**Podany fragment**
========================================================================
Dodany: 13.06.2013 08:32|Autor: licencjat

Ogólne> Offtopic

recepcja Serwisu BiblioNETka


Dzień dobry,
czy mogłabym mieć prośbę do BiblioNETkowiczów? Piszę pracę licencjacką i potrzebne mi są informacje na temat recepcji Serwisu przez jego użytkowników. Bardzo proszę o opinie. Jeśli ktoś nie chce się wypowiadać na forum to proszę o informację na maila: licencjat.inib@op.pl

Z góry dziękuję za pomoc :)
Wyświetleń: 4477
Dodaj komentarz
Przeczytaj komentarze
ilość komentarzy: 20
Użytkownik: andrea14-10 13.06.2013 08:38 napisał(a):
Odpowiedź na: Dzień dobry, czy mogłaby... | licencjat
Chętnie bym pomógł i odpowiedział, ale szczerze mówiąc, nie wiem, o co chodzi? Co to znaczy "informacje na temat recepcji Serwisu przez jego użytkowników"? Ocena serwisu, sposoby korzystania z niego, czy jeszcze coś innego?
Użytkownik: licencjat 13.06.2013 08:54 napisał(a):
Odpowiedź na: Chętnie bym pomógł i odpo... | andrea14-10
Chodzi o ocenę serwisu, jak się z niego korzysta, czy jest wystarczająco funkcjonalny, jeśli posiadasz doświadczenie z innymi serwisami tego typu, to jak BiblioNETka prezentuje się w porównaniu do tych serwisów.

Przepraszam za wcześniejsze nieprecyzyjne wyrażenie.
Użytkownik: ketyow 13.06.2013 09:41 napisał(a):
Odpowiedź na: Chodzi o ocenę serwisu, j... | licencjat
A z ciekawości - jaki jest temat pracy?
========================================================================
**Zadanie do wykonania**
Proszę odpowiedzieć na poniższe pytania na podstawie podanego fragmentu.
(a) Jaką pracę pisze autor wątku podpisany jako licencjat?
(b) Jaki adres e-mail wskazano osobom, które nie chcą wypowiadać się na forum?
(c) O co z ciekawości pyta użytkownik ketyow?

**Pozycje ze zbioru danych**
========================================================================
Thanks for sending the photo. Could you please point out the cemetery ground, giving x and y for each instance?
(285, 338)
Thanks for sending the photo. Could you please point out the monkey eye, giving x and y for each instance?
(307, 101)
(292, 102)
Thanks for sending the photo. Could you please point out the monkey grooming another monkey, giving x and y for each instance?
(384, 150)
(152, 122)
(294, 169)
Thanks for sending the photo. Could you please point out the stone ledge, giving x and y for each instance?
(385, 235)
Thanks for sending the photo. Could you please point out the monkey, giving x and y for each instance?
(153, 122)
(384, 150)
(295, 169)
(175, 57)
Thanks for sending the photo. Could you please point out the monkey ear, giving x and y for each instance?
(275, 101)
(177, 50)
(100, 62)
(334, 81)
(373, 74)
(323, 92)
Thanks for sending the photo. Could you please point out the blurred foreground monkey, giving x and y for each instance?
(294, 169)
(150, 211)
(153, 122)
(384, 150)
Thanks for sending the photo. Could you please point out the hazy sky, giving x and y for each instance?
========================================================================
**Wynik zadania**
(a) Pracę licencjacką.
(b) licencjat.inib@op.pl
(c) O temat pracy.